*Verilen Metin*.
* * * * *

Phaselis’de 480 metrekare beton ölçüldü!

YUSUF YAVUZ / AÇIK GAZETE – Alacasu koyundaki beton temellerde ölçüm yapan STK temsilcileri 480 metrekarelik alanın betonlaştırdığını tespit etti…

Antalya’daki Phaselis antik kentinin koruma sınırları içerisinde bulunan Alacasu Koyunda çevre ve meslek örgütleri önce beton ölçümü ardından basın açıklaması yaptı. Phaselis’e Dokunma Hareketi’nin çağrısıyla bir araya gelen Türkiye Ormancılar Derneği Batı Akdeniz Şubesi ile Tarım Orman-İş Sendikası yöneticileri ve çeşitli siyasi parti temsilcileri, Kültür ve Turizm Bakanlığı tarafından korunan alanda uygulanan projenin durdurulmasını istedi. Bakan Ersoy’un toplam 179 m2 yapılaşma olacağını belirttiği projenin yalnızca Alacasu kısmındaki beton temellerde ölçüm yapan STK temsilcileri 480 metrekarelik alanın betonlaştırdığını tespit etti…

Phaselis’e Dokunma Hareketi’nin çağrısıyla bugün öğle saatlerinde yapılaşmanın olduğu Phaselis Alacasu koyunda bir araya gelen topluluk, önce metreyle koydaki beton zeminleri ölçerek kayıt altına aldı, ardından basın açıklaması yaptı.

* * * * *

*Veri Satırları*.
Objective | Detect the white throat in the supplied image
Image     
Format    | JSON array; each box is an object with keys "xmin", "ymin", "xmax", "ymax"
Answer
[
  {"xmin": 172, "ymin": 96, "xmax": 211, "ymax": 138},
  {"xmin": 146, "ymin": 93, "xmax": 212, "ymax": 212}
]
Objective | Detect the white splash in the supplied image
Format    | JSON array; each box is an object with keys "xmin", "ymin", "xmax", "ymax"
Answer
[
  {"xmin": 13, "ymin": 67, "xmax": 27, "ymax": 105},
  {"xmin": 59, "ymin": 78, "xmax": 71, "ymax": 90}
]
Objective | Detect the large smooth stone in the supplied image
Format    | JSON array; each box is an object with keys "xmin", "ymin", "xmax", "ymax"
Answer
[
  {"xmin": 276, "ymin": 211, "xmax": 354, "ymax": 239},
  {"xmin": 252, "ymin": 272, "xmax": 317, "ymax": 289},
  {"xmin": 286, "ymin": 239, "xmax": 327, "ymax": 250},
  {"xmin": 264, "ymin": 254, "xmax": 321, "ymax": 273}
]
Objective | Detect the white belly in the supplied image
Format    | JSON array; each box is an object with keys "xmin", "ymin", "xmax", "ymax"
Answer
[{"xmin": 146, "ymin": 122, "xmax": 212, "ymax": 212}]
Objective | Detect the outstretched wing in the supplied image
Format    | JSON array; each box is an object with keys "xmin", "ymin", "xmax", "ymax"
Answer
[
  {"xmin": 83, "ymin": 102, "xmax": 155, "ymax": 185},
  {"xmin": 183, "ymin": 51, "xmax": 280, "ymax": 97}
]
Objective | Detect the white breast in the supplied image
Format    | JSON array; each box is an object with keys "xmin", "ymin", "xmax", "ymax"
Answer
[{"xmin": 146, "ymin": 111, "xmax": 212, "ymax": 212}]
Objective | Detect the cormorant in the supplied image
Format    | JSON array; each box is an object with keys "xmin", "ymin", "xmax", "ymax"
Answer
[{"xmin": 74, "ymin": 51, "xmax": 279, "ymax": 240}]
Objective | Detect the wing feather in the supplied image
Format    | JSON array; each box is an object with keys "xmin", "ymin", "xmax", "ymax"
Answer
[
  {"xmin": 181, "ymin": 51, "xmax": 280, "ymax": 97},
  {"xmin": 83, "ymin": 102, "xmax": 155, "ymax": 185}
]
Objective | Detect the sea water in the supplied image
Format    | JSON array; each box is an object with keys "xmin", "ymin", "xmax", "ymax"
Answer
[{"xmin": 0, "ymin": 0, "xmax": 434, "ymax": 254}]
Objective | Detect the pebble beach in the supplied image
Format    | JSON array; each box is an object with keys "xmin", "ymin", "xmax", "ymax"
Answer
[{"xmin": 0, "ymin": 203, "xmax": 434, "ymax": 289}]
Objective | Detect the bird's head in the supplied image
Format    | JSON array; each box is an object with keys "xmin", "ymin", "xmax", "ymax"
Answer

* * * * *

*Alıştırmalar*.
1. Phaselis metnine göre Bakan Ersoy projede toplam kaç metrekare yapılaşma olacağını belirtmiştir?
2. Phaselis metninde "Phaselis’e Dokunma Hareketi’nin çağrısıyla bugün" ile başlayıp "aldı, ardından basın açıklaması yaptı." ile biten bölümü, her iki ifade de dahil olmak üzere aynen aktarın.
Kayıtlar farklı bir kaynaktan alınmıştır.

*Sırayla Cevaplar*.
1. Toplam 179 m2 yapılaşma olacağını belirtmiştir.

2.
Phaselis’e Dokunma Hareketi’nin çağrısıyla bugün öğle saatlerinde yapılaşmanın olduğu Phaselis Alacasu koyunda bir araya gelen topluluk, önce metreyle koydaki beton zeminleri ölçerek kayıt altına aldı, ardından basın açıklaması yaptı.